** SOURCE TEXT **
The problem with all the very impressive videos on that page is that we have no idea how many attempts were made before the robot could successfully, e.g. "put strawberry into the correct bowl". In that task there's four bowls, so a random choice of bowl would be correct 25% of the time. How many times did the robot put the strawberry e.g. in the bowl of apples? And that's assuming "the correct bowl" is the one with the strawberries (which is a big assumption- the strawberry should go with the others of its kind: says who? How often can the robot put the strawberry in the bowl with the apples if that's what we want it to do?).
Plotted results show around 50% average performance on "unseen" tasks, environments, objects etc, which sounds a lot like success follows some kind of random distribution. That's not a great way to engender trust in the "emergent" abilities of a robotic system to generalise to unseen tasks etc. Blame bad statistics if you get a strawberry in the eye, or a banana in the ear.
For better or for worse, it is probably time to get accustomed to this. Early AI operated with symbols, and it has been clear for decades that that was a dead-end. Contemporary AI is stochastic, and it works a lot better for many applications than previous attempts, even considering the inherent uncertainty and errors.
Note that at the level of quantum physics one might not be able to trust CPU instructions to be faultless. It is all about getting the right error margins.
Accustomed- to tech demos that never lead to real-world capabilities? That's what I'm pointing out in my comment.
Btw, computers are symbol manipulation machines and in general that's how we understand computation: manipulating symbols according to a set of rules; like Turing machines. Stochastic algorithms also ultimately work that way, and they will continue to until we can run all the modern AI stuff on, say, analog computers.
My biggest concern isn't with the reliability, but more the fact that it has so far failed to accurately place the cans in every video.
You have to remember that "unseen" means out of distribution performance, which used to be absolutely abhorrent and is now barely bearable.
[2023]
Some of the authors have gone on to found a startup called Physical Intelligence: https://www.physicalintelligence.company/blog/pi0
I highly recommend the viewing of the video in the linked blog, which was posted in October 31, 2024.
It's absolutely humbling how far we've come in such a short period of time. "Working in meat space" has always been touted as one of the last safe refuges from ML, but it seems like it's not going to be as unapproachable as we thought.
Thanks for the sharing!
> We represent the robot actions as text strings as shown below. An example of such a string could be a sequence of robot action token numbers: “1 128 91 241 5 101 127 217”.
Training with numbers like this might be a little problematic, I have tried to fine tune GPT 4o-mini with very little success(just me?)
On the other hand I found[1] Gemini and Molmo being able to locate elements on screen much better than 4o.
They do not turn the actions into text that is then tokenized, but generate tokens directly. So the action token 128 doesn't necessarily correspond to the tokenization of the number 128 when it appears in text input. (Except for PaLI-X they make use of the fact that integers up to 1000 have unique tokens and do use those for the actions. But for PaLM-E, they hijack the 256 least frequently used tokens instead.)
this is a year and a half old
thanks for pointing this out. i knew not to get excited everytime something is posted on the frontpage.
(2023)
Impressive work. Connecting with Nvidia's move to make robotics there next focus, is there need to have powerful compute local to the robot? Cloud latency would seem to be fine for the speed of these robotic arms.

** Stored items **
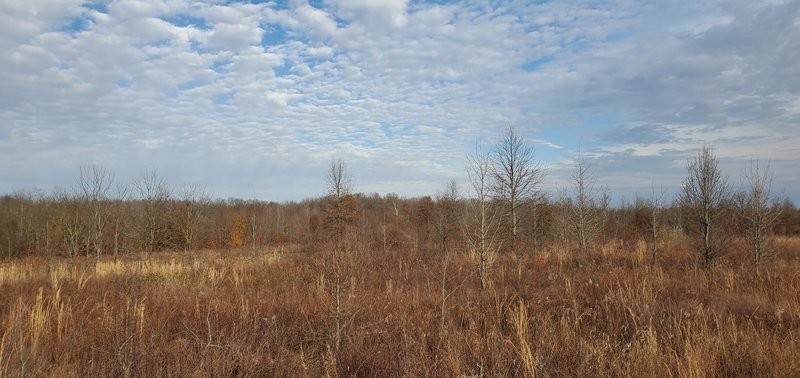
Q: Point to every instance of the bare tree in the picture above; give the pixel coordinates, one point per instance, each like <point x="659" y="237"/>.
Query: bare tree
<point x="155" y="193"/>
<point x="340" y="215"/>
<point x="757" y="209"/>
<point x="94" y="185"/>
<point x="656" y="203"/>
<point x="704" y="192"/>
<point x="195" y="202"/>
<point x="517" y="178"/>
<point x="589" y="205"/>
<point x="481" y="226"/>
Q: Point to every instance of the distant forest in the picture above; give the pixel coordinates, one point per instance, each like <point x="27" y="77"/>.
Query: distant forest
<point x="101" y="216"/>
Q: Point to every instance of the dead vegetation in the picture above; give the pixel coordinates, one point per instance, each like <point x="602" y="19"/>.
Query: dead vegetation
<point x="235" y="313"/>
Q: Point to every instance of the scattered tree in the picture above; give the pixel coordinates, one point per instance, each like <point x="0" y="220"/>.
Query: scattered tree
<point x="517" y="179"/>
<point x="758" y="210"/>
<point x="481" y="226"/>
<point x="340" y="215"/>
<point x="705" y="190"/>
<point x="587" y="209"/>
<point x="94" y="185"/>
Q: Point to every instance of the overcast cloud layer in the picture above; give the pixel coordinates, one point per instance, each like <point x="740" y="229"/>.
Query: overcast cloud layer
<point x="256" y="99"/>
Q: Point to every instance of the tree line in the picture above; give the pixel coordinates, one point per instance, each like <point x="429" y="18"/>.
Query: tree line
<point x="504" y="209"/>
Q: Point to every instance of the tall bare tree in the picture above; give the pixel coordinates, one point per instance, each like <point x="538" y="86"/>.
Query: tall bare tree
<point x="517" y="178"/>
<point x="588" y="206"/>
<point x="656" y="204"/>
<point x="341" y="213"/>
<point x="155" y="194"/>
<point x="195" y="202"/>
<point x="758" y="210"/>
<point x="481" y="225"/>
<point x="94" y="185"/>
<point x="704" y="192"/>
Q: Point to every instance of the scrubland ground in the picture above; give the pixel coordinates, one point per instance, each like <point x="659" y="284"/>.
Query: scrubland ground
<point x="269" y="313"/>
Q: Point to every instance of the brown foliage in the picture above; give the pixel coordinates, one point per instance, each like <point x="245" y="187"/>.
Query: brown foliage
<point x="206" y="313"/>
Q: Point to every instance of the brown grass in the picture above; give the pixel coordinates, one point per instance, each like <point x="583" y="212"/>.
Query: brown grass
<point x="233" y="313"/>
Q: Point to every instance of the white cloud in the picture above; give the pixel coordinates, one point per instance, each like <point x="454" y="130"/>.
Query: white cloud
<point x="398" y="89"/>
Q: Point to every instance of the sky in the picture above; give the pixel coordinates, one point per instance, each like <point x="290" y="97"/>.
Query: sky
<point x="254" y="100"/>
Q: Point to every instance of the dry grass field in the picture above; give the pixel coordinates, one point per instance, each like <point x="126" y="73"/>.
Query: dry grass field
<point x="268" y="313"/>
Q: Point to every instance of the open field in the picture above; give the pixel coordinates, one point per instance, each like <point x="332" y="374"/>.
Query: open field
<point x="268" y="313"/>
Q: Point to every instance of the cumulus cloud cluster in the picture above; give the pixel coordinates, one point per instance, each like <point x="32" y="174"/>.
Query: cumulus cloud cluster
<point x="255" y="99"/>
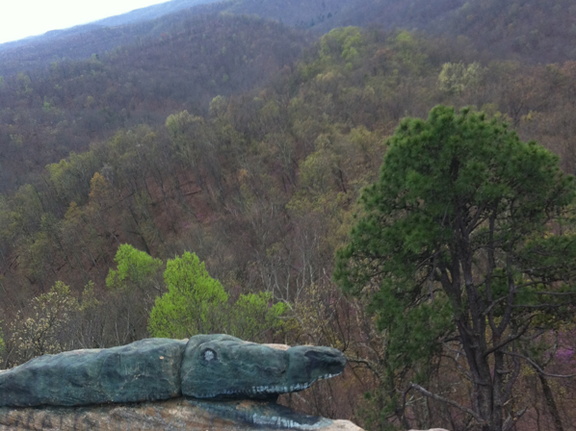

** PARTS OF THE EXERCISE **
a. In the comment thread, what is the name of the startup that some of the authors went on to found?
b. Name every AI model that the comment thread mentions.
Rely solely on the comment thread when responding.

** EXPECTED OUTPUTS **
a. Physical Intelligence

b. GPT 4o-mini, Gemini, Molmo, 4o, PaLI-X, PaLM-E